**OBJECTIVE**.
Gather every line in the items below that contains the word "shoe" and copy each one in full.

**WORKING DATA**.
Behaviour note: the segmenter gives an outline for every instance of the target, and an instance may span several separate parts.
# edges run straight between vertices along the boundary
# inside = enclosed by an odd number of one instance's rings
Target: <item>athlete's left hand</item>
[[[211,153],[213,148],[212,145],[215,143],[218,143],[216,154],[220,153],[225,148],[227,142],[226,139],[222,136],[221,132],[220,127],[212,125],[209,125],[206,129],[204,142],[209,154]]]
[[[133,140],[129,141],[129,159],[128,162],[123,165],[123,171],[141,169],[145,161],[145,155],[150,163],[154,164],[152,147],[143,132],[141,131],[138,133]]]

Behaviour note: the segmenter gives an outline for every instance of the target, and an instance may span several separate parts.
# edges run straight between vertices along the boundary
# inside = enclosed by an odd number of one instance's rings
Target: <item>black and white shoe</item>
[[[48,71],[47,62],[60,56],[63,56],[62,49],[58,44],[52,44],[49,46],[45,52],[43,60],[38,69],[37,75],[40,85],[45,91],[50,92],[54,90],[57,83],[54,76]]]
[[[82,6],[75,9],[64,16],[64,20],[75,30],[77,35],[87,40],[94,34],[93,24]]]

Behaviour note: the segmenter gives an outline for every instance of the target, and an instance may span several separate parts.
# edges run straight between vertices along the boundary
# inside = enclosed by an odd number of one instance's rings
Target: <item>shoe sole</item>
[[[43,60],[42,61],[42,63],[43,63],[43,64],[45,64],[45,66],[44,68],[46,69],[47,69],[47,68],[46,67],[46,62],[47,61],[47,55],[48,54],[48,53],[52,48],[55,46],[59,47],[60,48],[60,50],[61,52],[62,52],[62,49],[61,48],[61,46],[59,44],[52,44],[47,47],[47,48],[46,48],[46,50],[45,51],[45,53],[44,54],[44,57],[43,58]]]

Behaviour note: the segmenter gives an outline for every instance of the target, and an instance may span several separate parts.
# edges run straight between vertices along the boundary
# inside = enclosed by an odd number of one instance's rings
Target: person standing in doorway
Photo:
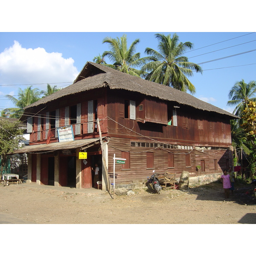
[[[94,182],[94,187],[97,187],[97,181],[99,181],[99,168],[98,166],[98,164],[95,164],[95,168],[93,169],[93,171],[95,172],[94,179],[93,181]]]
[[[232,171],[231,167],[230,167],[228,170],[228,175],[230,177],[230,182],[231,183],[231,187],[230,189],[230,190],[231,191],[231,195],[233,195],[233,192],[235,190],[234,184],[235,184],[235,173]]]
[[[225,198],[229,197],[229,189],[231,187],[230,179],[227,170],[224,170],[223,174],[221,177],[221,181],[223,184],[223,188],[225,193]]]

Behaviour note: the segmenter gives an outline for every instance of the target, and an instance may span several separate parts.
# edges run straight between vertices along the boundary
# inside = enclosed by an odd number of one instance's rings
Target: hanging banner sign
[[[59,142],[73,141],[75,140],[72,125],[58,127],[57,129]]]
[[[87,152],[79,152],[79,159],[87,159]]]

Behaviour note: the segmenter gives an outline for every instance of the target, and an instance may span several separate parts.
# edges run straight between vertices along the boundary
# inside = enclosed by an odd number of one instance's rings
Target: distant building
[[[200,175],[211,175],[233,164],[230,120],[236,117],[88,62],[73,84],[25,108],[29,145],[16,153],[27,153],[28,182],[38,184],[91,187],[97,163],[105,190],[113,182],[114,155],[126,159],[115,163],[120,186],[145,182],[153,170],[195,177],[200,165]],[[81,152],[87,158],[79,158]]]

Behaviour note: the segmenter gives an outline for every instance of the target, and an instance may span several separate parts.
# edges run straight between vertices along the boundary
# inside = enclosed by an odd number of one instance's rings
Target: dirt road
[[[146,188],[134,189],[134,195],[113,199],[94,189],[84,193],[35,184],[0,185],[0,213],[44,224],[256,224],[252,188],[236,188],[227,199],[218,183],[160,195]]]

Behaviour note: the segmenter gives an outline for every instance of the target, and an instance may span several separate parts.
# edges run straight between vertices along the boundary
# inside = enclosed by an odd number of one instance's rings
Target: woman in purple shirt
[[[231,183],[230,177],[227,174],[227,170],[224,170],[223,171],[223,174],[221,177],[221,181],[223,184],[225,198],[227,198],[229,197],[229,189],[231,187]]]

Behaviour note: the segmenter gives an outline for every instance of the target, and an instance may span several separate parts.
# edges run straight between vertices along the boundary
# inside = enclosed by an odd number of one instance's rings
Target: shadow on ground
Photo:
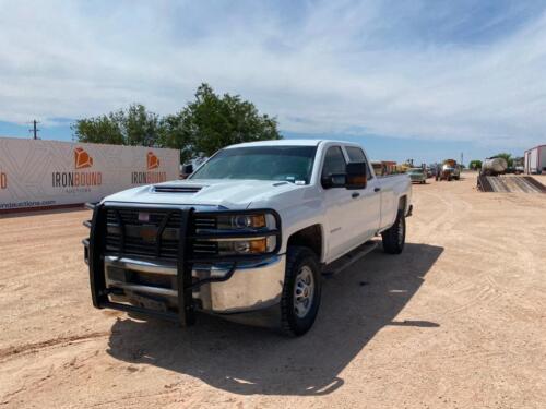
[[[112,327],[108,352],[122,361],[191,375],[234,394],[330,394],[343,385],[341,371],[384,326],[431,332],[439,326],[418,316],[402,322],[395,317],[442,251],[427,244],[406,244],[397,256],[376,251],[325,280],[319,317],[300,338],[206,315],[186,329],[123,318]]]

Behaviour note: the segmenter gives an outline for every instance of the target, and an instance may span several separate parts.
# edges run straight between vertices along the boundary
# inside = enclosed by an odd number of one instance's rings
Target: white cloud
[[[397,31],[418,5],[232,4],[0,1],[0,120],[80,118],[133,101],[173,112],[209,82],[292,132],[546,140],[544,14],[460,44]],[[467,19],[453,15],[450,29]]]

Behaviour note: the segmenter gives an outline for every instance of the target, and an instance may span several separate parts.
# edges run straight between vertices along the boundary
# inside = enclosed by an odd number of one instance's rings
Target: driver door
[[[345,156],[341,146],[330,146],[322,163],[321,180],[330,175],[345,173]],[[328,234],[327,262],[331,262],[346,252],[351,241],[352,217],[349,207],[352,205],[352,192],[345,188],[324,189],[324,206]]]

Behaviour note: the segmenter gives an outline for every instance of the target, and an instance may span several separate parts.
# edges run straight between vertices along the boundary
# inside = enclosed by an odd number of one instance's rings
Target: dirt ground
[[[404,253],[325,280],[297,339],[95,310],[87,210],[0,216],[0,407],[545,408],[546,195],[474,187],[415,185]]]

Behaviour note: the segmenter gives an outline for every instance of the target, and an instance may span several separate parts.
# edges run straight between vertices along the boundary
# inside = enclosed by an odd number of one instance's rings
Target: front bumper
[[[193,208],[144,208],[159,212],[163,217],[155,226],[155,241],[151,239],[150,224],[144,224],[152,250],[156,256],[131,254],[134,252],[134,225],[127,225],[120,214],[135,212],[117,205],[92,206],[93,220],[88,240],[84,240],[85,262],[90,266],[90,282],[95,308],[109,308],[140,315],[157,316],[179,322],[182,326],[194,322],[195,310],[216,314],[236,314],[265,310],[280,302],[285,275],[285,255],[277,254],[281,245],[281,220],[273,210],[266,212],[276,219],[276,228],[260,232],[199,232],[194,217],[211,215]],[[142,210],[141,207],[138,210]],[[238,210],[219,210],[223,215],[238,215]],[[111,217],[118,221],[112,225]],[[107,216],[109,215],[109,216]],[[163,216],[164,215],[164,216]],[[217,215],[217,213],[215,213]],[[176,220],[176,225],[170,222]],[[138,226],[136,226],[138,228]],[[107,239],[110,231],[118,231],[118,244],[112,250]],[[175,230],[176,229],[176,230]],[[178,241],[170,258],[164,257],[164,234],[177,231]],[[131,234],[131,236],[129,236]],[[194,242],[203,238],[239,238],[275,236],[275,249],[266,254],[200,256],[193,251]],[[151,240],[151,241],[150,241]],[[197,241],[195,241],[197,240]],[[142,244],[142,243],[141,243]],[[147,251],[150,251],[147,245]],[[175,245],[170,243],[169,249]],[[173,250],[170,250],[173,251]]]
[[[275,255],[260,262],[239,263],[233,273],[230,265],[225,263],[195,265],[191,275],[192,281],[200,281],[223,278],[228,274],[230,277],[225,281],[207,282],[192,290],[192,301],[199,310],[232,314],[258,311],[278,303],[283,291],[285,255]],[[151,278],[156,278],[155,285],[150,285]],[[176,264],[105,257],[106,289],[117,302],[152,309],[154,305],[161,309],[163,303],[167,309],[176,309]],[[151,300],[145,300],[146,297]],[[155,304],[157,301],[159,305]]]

--

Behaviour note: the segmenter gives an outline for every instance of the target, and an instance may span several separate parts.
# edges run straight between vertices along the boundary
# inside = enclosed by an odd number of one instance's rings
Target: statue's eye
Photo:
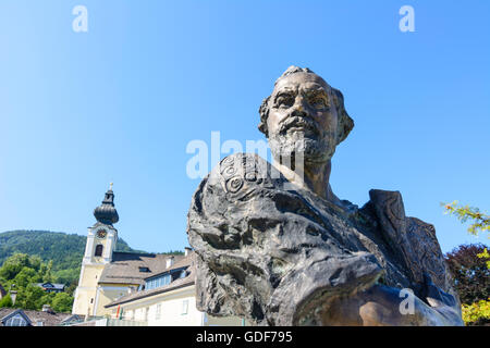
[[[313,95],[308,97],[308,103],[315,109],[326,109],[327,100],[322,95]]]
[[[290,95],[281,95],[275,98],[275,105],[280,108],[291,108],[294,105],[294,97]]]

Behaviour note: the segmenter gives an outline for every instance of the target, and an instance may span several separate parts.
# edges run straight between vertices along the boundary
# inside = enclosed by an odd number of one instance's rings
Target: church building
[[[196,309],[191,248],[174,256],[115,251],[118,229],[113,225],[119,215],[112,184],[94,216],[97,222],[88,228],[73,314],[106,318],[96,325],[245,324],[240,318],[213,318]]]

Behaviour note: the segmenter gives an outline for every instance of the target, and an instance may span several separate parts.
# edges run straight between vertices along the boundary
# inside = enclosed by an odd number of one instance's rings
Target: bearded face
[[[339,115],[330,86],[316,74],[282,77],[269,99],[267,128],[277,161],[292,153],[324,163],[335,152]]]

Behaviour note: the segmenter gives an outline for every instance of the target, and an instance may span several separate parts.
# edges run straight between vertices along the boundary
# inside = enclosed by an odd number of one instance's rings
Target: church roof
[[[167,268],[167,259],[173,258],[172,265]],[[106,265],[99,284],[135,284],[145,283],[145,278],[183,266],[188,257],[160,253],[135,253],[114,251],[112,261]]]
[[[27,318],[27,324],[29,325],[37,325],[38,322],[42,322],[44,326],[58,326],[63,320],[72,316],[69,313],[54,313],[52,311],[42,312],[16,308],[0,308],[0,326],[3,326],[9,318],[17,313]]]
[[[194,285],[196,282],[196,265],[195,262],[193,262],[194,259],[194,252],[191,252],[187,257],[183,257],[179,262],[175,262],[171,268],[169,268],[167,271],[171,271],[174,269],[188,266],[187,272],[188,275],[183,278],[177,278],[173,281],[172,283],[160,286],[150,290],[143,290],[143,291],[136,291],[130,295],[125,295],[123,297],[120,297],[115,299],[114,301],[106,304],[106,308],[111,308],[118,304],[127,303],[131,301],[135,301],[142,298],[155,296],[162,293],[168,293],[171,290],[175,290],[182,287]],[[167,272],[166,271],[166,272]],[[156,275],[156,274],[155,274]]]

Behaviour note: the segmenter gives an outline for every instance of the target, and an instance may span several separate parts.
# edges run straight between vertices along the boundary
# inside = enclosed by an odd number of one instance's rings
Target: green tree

...

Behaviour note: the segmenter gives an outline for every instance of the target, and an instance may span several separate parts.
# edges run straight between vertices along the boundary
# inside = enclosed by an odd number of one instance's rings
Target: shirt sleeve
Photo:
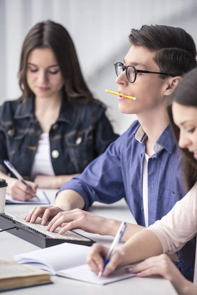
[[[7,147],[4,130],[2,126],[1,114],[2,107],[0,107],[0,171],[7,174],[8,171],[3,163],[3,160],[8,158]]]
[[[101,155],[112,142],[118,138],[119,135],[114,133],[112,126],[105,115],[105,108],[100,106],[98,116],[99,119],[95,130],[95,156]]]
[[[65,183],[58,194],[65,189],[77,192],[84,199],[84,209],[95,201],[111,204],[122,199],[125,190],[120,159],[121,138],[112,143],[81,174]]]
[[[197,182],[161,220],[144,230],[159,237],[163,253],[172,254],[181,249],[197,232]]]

**EXPECTED ANSWER**.
Target: <item>black and white shoe</item>
Target: <item>shoe sole</item>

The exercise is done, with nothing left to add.